- _文档正文_

6.828 笔记8

date: 2019-03-02
tags: OS 6.828

这里会记录阅读6.828课程lecture note的我的个人笔记。可能会中英混杂，不是很适合外人阅读，也请见谅。

Lecture 9: Locking

lock的简单抽象：

  lock l
  acquire(l)
    x = x + 1 -- "critical section"
  release(l)

lock就是一个object，如果多个线程调用acquire，只有一个thread能拿到，其他的就需要等待release。

程序经常有很多数据，也就对应很多锁，不同的数据对应不同的锁。不过注意，锁并不是和数据绑定的，而是在和数据相关的critical region使用的。

那我们什么时候需要锁呢？

当2个或更多的线程触及到内存时。
当至少一个线程写入时。

执行上述的规则时，太过保守或是太过自由都不好。有的时候故意有一些race没关系。

那我们能不能自动加锁呢？比如说每个数据都自动的和一个锁相连。

这样太死板，会出现问题，比如说rename("d1/x", "d2/y")，实行的步骤就会是

lock d1, erase x, unlock d1
lock d2 add y unlock d2

这样会导致有一段时间文件消失了，那么信息也就没了...我们需要的是：

lock d1; lock d2;
erase x, add y
unlock d2; unlock d1

也就是说程序员需要能够控制中间过程。

我们可以把锁想想成如下几点：

avoid lost update
create atomic multi-step operations -- hide intermediate states
maintain invariants on a data structure

deadlock

对于上面的那个rename，对于有2个锁的方案，如果同时运行rename(d1/x, d2/y)和rename(d2/a, d1/b)就会发生死锁。

解决方案就是让程序员给所有的锁制定一个顺序，并让代码遵循这个顺序。显然这是很复杂的。。。

lock vs modularity tradeoff

同时这个解决方案会出现一个tradeoff，因为为了避免死锁，我们需要知道函数里面是怎么上锁的。或者说locks are often not the provate business of individual modules。所以一些时候，我们就粗暴的在函数两端上锁来使其变为单线程运行的。

Locks and parallleism

锁实际上是在避免并行操作。而符合分割数据和锁，或者说设计"fine grained locks"是很难的。所以一般从一个单独的大锁开始，如果有需要再分为多个锁。

lock in xv6

比如ide.c，里面只有idelock这一个锁。

implement locks

下面的这种实现方法为什么不对呢？

  why not:
    struct lock { int locked; }
    acquire(l) {
      while(1){
        if(l->locked == 0){ // A
          l->locked = 1;    // B
          return;
        }
      }
    }

因为有两个程序先后运行到A，而从而都获取了锁。所以我们应该把A,B变得atomic

在x86中，有一个指令xchg就是用来做这个的，从而使得锁的实现变为：

  acquire(l){
    while(1){
      if(xchg(&l->locked, 1) == 0){
        break
      }
    }
  }

xv6的实际代码是（spinlock.c）：

void
acquire(struct spinlock *lk)
{
  pushcli(); // disable interrupts to avoid deadlock.
  if(holding(lk))
    panic("acquire");

  // The xchg is atomic.
  while(xchg(&lk->locked, 1) != 0)

- _所给材料_
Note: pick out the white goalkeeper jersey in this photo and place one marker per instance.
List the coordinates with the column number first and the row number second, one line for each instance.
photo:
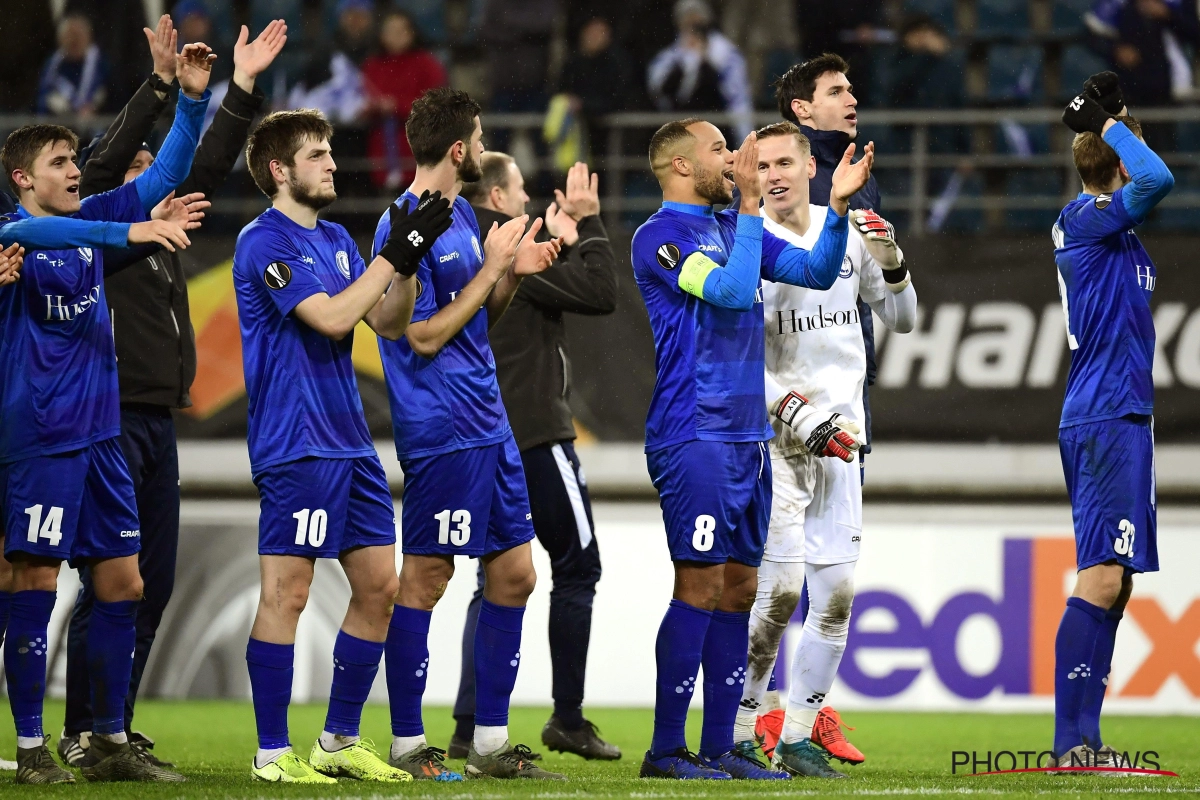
column 814, row 338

- _任务要求 A_
根据上面这篇锁的笔记回答：
(i) 笔记列出的需要用锁的两种情况是什么？
(ii) 同时运行哪两个 rename 调用会造成死锁？
(iii) 在 x86 中，把 A、B 两步变成 atomic 的是哪条指令？
- _任务要求 B_
请逐字照录上面这篇锁的笔记中的一段：从含有“这里会记录阅读6.828课程”的词句开头，到“cal region使用的。”为止。
- _任务要求 C_
从上面这篇锁的笔记停下的地方接着往下写。

- _参考答案 A_
(i) 两个或更多的线程触及到内存时；至少一个线程写入时。
(ii) rename(d1/x, d2/y) 和 rename(d2/a, d1/b)。
(iii) xchg。

- _参考答案 B_
这里会记录阅读6.828课程lecture note的我的个人笔记。可能会中英混杂，不是很适合外人阅读，也请见谅。

Lecture 9: Locking

lock的简单抽象：

  lock l
  acquire(l)
    x = x + 1 -- "critical section"
  release(l)

lock就是一个object，如果多个线程调用acquire，只有一个thread能拿到，其他的就需要等待release。

程序经常有很多数据，也就对应很多锁，不同的数据对应不同的锁。不过注意，锁并不是和数据绑定的，而是在和数据相关的critical region使用的。

- _参考答案 C_
    ;

  // Tell the C compiler and the processor to not move loads or stores
  // past this point, to ensure that the critical section's memory
  // references happen after the lock is acquired.
  __sync_synchronize();

  // Record info about lock acquisition for debugging.
  lk->cpu = mycpu();
  getcallerpcs(&lk, lk->pcs);
}

注意出了使用了xchg，还使用了pushcli，也就是关闭了中断机制，因为中断可能会导致死锁。

release的代码就简单的多：

void
release(struct spinlock *lk)
{
  if(!holding(lk))
    panic("release");

  lk->pcs[0] = 0;
  lk->cpu = 0;

  // Tell the C compiler and the processor to not move loads or stores
  // past this point, to ensure that all the stores in the critical
  // section are visible to other cores before the lock is released.
  // Both the C compiler and the hardware may re-order loads and
  // stores; __sync_synchronize() tells them both not to.
  __sync_synchronize();

  // Release the lock, equivalent to lk->locked = 0.
  // This code can't use a C assignment, since it might
  // not be atomic. A real OS would use C atomics here.
  asm volatile("movl $0, %0" : "+m" (lk->locked) : );

  popcli();
}

这里之所以要调用__sync_synchronize()，就是因为编译器可能会在优化的时候更改指令顺序。如，虽然我们写的是：

  Core A:          Core B:
    locked = 1
    x = x + 1      while(locked == 1)
    locked = 0       ...
                   locked = 1
                   x = x + 1
                   locked = 0

但是有可能会被优化为：

      locked = 1
      locked = 0
      x = x + 1

这样就让锁失效了。__sync_synchronize()就是有这样的作用，让编译器不会move a memory reference past it. 事实上xchg也会有同样的效果（intel保证的）。

因为上述的存在，在用锁的情况下，不需要考虑memory ordering rules，只有在写exotic "lock-free"的代码的时候才需要。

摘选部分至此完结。